▶ Brief: Transcribe every line of the listing below verbatim, leaving the pictures out of your answer.

(Entries for pointing and labeling)
* Begin *
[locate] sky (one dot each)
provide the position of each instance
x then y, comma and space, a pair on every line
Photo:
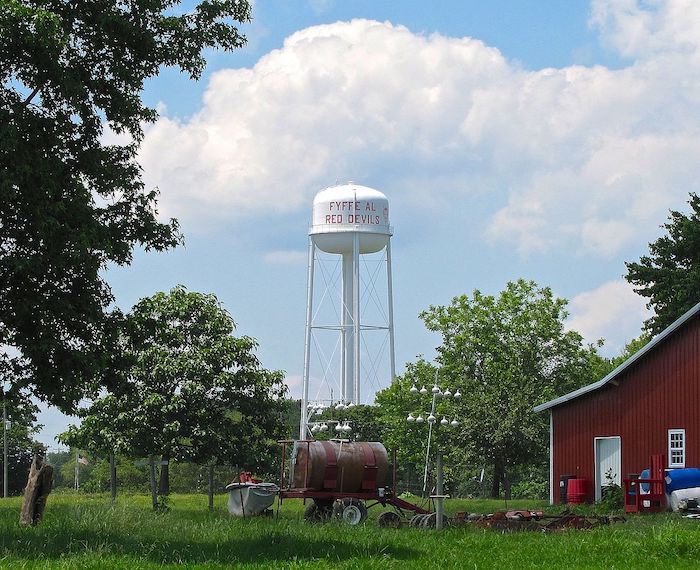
545, 140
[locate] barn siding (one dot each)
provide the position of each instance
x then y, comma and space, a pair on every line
659, 392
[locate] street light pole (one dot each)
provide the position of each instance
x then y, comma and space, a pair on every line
431, 419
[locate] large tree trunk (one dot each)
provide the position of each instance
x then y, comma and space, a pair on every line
113, 476
497, 477
154, 491
164, 483
506, 484
211, 486
36, 492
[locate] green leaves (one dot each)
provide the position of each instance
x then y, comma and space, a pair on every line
70, 205
190, 389
505, 353
670, 275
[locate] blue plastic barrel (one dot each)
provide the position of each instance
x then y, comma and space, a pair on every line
682, 478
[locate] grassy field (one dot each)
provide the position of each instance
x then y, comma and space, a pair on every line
86, 531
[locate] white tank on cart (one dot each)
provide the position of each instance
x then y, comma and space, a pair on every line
340, 211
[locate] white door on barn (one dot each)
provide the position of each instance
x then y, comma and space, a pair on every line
607, 461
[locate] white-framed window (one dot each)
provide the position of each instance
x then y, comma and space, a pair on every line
676, 448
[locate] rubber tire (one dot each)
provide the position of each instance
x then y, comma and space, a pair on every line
389, 519
315, 513
341, 505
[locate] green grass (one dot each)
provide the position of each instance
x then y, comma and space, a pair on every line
86, 531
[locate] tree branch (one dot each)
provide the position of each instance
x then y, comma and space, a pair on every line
32, 95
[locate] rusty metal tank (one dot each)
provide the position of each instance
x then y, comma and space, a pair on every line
342, 466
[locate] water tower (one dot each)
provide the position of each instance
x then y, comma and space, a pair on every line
349, 221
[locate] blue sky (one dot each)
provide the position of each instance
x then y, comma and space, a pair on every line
544, 140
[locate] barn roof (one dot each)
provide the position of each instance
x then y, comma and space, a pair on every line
658, 339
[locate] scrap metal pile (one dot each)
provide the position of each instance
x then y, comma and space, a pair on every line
517, 521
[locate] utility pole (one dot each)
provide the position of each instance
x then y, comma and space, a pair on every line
4, 446
77, 470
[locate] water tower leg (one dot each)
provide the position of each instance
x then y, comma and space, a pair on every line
390, 306
307, 344
356, 312
347, 347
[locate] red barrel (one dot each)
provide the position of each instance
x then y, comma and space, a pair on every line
577, 491
349, 467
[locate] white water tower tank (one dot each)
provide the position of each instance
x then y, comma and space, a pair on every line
341, 211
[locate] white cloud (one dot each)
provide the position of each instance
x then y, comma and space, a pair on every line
582, 158
613, 312
644, 28
286, 257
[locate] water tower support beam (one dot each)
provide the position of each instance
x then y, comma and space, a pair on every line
303, 424
390, 307
356, 312
347, 347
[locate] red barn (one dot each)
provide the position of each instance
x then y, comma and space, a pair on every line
647, 405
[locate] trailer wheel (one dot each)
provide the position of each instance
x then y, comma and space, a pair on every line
350, 511
315, 513
389, 519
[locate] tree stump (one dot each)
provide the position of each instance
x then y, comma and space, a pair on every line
36, 492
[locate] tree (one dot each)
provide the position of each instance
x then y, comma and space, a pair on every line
191, 391
69, 203
506, 354
670, 275
21, 445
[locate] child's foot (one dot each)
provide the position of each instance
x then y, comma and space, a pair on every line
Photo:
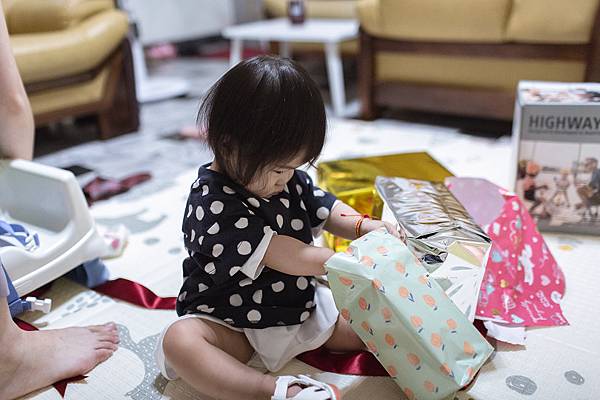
33, 360
302, 387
* End *
▶ Correct response:
[locate] sky (one dot each)
provide the position of each instance
x then y, comma and space, a pair on every line
Photo:
545, 140
[locate] barn siding (one dot each)
provide the position of each instance
x then y, comma and space, a pair on every line
659, 392
[locate] street light pole (one dot each)
provide the position of each instance
x then y, comma and space, a pair on every line
431, 419
[locate] large tree trunk (one dot each)
provide the position of each instance
x then y, comma and space, a pair on every line
113, 476
497, 477
154, 491
164, 483
506, 484
211, 486
36, 492
[locate] green leaves (one dot each)
provide the position of each instance
x then y, comma and space, a pair on every line
70, 205
190, 389
505, 353
670, 275
[locate] blue plastic barrel (one dot each)
provide the position of each instance
x then y, comma and space, a pair on every line
682, 478
[locate] grassy field (one dot each)
provide the position of each instance
x then y, comma and space, a pair on every line
86, 531
[locate] white tank on cart (one dot each)
provide the position of each instance
x then y, comma and space, a pair on every line
340, 211
[locate] white door on barn (one dot each)
provide the position of each instance
x then y, comma and space, a pair on every line
607, 461
[locate] white-framed window (one dot each)
provide the position of each instance
x then y, comma and space, a pair on every line
676, 448
[locate] rubber tire (one dot each)
provide the position of each instance
x then y, comma and space, a pair on every line
389, 519
315, 513
341, 505
[locate] green grass (one dot each)
provide the position of each instance
x then y, comma and space, a pair on every line
86, 531
[locate] tree branch (one dot each)
provide the position of each instance
x then y, comma and space, a pair on every line
32, 95
[locate] rusty metal tank (one dot each)
provide the position of each instance
x then y, comma and space, a pair on every line
342, 466
[locate] water tower (one dot each)
provide the position of each instance
x then y, comma and space, a pair on every line
349, 221
[locate] blue sky (one dot each)
provide the position of each instance
x then y, comma and space, a pair on every line
544, 140
[locate] barn roof (one dot each)
provide the position of each instance
x then y, comma and space, a pair on every line
658, 339
[locate] scrap metal pile (one dot each)
provide the position of each instance
x then y, comma and space, a pair on every line
517, 521
[locate] utility pole (one dot each)
provide the position of each instance
x then y, comma and space, a pair on every line
4, 446
77, 470
[locate] water tower leg (one dot each)
provide the position of each instance
x then y, comma and space, a pair on every line
390, 306
307, 344
356, 312
347, 347
[locate] red barrel (one dot each)
provide the position of each instance
x then y, comma and space, a pair on every line
577, 491
349, 467
[locate] white water tower tank (one dot each)
provide the position of each instance
x then y, comma and space, a pair on every line
341, 211
[locate] white cloud (one dot each)
provide the position of each instance
x then y, comma and space, a pair on every line
582, 158
613, 312
644, 28
286, 257
[locate] water tower support beam (one dot each)
provide the position of each instance
x then y, comma and space, a pair on every line
303, 424
390, 307
356, 312
347, 347
[locate] red barn (one dot each)
provide the position of each instance
x then y, comma and space, a pair on every line
647, 405
[locate] trailer wheel (one dot each)
provide the position of each instance
x then y, comma and space, a pair on every line
350, 511
315, 513
389, 519
[locate] tree stump (one dot each)
provide the position of each instance
x then y, comma and space, a pair on every line
36, 492
[locate] tree (one dot each)
provide the position of each instance
x then y, comma and space, a pair on every line
191, 391
69, 203
506, 354
670, 275
21, 445
[locate] child's foot (one dot each)
provide the position of each instance
x then y, comma and space, a pair on every line
Photo:
33, 360
302, 387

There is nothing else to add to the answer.